**TASK INSTRUCTIONS:**
Lay out everything from the start of the records down to and including the line containing "x=274, y=68" as a Markdown table with two columns, Row and Text. Put the row number in Row and the line in Text, and leave out any blank lines.

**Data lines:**
::::::::::
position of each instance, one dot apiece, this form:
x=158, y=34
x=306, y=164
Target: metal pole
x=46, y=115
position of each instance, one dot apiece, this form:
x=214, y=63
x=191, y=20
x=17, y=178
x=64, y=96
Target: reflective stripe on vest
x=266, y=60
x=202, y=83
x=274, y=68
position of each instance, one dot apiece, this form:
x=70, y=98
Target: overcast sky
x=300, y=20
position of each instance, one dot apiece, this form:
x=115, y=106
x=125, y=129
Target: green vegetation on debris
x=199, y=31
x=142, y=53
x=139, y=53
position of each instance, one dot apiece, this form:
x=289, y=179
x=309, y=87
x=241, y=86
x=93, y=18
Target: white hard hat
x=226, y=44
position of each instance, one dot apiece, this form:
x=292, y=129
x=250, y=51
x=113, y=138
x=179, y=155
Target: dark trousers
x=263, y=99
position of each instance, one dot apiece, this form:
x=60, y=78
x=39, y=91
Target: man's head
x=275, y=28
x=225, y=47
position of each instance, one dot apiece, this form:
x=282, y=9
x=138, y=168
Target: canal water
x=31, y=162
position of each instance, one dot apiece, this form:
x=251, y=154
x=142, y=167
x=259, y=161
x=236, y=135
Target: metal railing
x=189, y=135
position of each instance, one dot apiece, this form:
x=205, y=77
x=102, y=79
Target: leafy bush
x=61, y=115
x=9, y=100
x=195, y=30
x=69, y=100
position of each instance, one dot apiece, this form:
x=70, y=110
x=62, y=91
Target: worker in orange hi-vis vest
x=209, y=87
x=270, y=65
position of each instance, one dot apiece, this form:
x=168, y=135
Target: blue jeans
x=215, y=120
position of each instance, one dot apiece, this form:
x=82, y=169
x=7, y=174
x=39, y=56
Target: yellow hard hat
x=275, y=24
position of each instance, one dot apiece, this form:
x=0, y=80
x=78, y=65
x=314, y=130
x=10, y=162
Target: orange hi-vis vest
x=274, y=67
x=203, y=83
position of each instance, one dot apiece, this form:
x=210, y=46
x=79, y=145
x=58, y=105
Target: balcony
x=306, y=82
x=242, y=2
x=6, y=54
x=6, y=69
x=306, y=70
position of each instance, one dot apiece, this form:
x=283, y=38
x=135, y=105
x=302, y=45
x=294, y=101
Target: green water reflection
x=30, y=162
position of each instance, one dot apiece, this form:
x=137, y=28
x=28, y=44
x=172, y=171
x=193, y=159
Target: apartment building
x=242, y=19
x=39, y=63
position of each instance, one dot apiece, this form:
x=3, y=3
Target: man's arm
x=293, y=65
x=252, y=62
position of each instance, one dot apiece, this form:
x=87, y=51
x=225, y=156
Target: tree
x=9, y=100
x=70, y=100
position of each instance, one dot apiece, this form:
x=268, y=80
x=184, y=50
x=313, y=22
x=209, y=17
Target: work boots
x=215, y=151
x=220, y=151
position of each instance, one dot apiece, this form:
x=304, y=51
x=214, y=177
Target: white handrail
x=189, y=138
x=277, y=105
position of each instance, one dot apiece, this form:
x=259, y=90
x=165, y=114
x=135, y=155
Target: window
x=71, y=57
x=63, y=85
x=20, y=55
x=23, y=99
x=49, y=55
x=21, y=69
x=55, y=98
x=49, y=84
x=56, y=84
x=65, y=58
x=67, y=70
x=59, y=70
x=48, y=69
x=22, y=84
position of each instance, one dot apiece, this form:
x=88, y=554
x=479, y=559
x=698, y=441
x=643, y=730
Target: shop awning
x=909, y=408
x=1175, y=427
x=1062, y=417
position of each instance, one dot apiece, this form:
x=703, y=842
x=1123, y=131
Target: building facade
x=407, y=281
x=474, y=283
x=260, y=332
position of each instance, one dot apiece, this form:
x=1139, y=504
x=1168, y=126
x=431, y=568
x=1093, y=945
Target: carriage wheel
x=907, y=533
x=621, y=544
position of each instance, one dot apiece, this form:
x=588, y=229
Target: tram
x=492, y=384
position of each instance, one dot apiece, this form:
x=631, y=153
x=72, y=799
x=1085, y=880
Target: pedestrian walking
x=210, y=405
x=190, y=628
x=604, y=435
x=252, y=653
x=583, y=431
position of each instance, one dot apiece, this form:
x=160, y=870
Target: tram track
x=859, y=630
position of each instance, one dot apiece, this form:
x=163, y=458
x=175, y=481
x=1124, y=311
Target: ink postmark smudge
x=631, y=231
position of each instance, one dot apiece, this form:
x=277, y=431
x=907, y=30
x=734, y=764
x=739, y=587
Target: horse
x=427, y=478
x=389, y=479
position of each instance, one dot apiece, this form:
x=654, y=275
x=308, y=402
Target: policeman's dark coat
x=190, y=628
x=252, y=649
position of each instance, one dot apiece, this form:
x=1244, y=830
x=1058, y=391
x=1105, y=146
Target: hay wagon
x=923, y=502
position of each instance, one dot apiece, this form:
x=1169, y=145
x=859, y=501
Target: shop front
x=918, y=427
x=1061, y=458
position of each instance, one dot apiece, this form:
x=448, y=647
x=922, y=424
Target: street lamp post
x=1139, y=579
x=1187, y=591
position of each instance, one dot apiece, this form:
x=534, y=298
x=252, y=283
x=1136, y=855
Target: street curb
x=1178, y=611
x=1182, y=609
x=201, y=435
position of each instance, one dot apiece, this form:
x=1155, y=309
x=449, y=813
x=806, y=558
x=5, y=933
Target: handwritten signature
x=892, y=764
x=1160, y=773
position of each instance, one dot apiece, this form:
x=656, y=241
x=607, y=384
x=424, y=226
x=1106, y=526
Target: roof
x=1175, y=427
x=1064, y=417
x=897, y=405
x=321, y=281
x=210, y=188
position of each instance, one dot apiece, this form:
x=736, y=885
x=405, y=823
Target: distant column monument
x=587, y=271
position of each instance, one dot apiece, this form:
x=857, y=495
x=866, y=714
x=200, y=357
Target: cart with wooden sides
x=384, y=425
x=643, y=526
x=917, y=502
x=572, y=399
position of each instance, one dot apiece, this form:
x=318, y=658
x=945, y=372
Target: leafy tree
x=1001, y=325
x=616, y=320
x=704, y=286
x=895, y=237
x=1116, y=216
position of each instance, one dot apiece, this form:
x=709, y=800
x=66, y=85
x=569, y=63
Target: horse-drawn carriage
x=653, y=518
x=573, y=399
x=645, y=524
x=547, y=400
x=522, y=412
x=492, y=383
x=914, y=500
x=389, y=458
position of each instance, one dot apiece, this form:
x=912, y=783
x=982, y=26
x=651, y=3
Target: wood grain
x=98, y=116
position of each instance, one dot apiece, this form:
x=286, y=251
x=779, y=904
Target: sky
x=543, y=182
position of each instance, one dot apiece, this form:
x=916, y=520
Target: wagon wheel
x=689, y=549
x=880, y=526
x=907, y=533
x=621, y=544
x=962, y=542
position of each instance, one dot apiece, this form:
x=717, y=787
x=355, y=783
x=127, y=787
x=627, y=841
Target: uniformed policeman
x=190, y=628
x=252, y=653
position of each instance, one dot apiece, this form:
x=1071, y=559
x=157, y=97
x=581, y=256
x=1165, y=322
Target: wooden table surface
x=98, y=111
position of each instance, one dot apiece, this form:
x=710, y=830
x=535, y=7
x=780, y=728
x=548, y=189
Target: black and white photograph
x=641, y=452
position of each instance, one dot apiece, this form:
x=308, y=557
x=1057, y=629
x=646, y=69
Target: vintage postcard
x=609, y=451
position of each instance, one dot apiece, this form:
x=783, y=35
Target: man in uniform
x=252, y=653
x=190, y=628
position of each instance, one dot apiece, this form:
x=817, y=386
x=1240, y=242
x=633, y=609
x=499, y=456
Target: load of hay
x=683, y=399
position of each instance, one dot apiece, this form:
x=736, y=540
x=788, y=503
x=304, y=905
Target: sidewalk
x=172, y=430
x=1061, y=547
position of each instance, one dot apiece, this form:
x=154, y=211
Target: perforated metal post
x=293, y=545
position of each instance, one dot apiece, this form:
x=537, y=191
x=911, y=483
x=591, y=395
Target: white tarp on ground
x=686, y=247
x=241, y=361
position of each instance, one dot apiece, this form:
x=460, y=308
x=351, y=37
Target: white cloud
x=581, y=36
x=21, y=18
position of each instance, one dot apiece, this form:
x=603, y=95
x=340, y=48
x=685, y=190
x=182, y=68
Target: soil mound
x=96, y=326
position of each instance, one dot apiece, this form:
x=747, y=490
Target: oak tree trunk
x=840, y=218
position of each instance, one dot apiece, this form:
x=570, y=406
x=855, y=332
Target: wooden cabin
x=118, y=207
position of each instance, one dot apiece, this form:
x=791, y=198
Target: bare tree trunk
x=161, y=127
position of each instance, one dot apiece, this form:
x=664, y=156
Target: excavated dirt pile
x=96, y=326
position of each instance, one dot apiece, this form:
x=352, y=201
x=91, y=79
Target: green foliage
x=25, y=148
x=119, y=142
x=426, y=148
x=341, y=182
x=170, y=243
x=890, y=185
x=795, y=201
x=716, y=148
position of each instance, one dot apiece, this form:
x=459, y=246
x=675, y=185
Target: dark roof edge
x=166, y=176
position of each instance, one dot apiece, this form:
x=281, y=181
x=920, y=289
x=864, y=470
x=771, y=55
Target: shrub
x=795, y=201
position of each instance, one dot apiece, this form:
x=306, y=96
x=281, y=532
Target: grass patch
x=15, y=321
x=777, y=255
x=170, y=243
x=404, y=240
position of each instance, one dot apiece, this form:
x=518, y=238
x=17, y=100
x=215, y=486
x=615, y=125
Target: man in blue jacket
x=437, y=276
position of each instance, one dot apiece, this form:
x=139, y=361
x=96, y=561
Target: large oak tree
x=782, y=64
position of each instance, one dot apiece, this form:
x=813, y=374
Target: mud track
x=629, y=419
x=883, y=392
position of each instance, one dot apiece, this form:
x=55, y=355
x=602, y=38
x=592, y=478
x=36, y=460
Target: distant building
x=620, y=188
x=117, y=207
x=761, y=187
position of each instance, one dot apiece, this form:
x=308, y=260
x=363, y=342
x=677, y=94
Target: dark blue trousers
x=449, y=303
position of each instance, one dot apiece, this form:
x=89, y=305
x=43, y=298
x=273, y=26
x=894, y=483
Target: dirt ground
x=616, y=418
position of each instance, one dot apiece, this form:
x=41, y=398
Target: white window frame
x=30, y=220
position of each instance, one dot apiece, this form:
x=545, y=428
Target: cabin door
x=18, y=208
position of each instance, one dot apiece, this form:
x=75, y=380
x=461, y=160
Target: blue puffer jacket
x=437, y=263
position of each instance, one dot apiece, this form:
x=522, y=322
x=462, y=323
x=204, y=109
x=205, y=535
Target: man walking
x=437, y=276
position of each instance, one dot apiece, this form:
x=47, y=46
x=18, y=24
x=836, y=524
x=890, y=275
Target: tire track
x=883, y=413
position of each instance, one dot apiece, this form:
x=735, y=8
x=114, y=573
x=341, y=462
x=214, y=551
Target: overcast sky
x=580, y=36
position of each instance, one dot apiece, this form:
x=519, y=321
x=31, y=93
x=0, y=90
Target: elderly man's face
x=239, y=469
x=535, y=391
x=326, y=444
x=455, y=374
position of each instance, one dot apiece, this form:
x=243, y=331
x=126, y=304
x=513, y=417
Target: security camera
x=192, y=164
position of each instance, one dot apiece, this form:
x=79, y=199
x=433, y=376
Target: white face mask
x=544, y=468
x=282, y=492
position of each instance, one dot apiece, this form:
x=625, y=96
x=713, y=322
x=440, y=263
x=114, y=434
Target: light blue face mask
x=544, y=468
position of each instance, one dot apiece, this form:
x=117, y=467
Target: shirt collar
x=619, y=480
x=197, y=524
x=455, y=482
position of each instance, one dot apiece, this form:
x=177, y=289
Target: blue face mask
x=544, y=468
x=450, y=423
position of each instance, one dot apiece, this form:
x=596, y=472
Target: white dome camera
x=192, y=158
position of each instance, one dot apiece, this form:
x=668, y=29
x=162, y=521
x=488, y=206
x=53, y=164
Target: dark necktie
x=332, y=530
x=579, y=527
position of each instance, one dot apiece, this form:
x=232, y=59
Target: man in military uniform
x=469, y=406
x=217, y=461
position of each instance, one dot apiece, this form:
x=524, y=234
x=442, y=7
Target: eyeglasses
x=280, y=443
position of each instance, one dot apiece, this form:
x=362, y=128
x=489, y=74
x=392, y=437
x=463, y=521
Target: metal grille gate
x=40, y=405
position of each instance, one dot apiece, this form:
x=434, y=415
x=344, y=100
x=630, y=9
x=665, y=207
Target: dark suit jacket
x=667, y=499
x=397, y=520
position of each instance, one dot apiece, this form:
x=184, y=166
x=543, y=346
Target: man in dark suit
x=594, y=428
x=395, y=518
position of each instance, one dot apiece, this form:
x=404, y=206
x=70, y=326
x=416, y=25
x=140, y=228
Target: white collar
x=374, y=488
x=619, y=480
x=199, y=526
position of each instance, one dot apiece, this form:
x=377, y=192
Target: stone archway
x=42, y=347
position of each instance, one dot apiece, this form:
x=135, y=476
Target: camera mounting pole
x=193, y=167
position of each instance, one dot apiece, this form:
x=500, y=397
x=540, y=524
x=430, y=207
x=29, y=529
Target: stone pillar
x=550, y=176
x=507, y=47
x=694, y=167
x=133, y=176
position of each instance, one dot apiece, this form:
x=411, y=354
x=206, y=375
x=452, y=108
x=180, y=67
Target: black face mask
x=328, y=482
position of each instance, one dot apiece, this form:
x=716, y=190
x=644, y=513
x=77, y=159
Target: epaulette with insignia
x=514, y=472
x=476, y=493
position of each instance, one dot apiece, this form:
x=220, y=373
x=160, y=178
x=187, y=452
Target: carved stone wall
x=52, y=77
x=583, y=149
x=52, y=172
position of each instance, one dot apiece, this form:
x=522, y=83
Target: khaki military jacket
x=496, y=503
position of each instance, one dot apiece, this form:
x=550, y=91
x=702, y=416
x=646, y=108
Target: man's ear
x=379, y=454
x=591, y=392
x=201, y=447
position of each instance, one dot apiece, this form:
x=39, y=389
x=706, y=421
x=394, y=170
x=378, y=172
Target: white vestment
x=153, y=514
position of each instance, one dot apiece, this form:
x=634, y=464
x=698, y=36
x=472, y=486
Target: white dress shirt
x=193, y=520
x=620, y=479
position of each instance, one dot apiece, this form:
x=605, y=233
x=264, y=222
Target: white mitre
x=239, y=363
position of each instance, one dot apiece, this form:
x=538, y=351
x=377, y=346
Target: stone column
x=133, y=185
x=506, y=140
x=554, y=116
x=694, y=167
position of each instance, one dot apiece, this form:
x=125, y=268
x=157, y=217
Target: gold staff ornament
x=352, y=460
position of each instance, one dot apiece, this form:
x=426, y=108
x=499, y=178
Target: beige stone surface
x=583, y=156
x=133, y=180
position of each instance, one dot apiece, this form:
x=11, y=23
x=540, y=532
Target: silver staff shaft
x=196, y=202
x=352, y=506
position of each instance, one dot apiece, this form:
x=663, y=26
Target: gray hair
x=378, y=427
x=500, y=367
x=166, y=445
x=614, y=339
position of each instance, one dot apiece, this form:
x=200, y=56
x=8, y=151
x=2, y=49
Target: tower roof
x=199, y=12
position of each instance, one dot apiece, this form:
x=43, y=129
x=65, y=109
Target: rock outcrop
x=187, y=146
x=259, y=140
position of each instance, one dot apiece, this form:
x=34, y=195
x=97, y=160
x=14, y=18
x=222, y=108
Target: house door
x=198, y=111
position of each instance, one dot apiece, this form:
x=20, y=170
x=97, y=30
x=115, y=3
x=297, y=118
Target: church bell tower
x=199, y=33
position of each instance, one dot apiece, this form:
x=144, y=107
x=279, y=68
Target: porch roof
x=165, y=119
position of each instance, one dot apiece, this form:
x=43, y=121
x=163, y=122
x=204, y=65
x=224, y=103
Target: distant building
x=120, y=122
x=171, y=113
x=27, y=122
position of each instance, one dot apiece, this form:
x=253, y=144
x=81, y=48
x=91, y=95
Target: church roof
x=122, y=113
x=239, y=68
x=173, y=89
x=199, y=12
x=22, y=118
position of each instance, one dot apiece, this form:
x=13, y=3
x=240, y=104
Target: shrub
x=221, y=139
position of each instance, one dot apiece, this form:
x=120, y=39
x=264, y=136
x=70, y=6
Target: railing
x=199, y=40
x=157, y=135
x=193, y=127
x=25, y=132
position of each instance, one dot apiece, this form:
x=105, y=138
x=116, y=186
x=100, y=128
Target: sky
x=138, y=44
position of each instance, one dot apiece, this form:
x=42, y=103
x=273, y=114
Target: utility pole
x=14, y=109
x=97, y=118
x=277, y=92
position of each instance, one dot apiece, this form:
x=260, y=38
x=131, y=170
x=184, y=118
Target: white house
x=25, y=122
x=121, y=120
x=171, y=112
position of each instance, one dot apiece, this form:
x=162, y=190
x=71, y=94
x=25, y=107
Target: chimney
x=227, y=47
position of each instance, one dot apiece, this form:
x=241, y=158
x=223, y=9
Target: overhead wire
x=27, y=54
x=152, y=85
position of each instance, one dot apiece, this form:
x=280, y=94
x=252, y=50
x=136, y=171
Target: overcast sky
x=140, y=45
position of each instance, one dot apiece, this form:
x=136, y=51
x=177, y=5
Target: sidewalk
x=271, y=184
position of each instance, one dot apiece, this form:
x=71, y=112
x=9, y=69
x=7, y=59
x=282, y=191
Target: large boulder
::::::::::
**EXERCISE OUTPUT:**
| Row | Text |
|---|---|
| 1 | position of each instance, one dot apiece, this form: |
| 2 | x=158, y=34 |
| 3 | x=306, y=164 |
| 4 | Target: metal pole |
| 5 | x=46, y=115 |
| 6 | position of each instance, one dot apiece, this form: |
| 7 | x=214, y=63 |
| 8 | x=191, y=20 |
| 9 | x=17, y=178 |
| 10 | x=64, y=96 |
| 11 | Target: reflective stripe on vest |
| 12 | x=266, y=60 |
| 13 | x=202, y=83 |
| 14 | x=274, y=68 |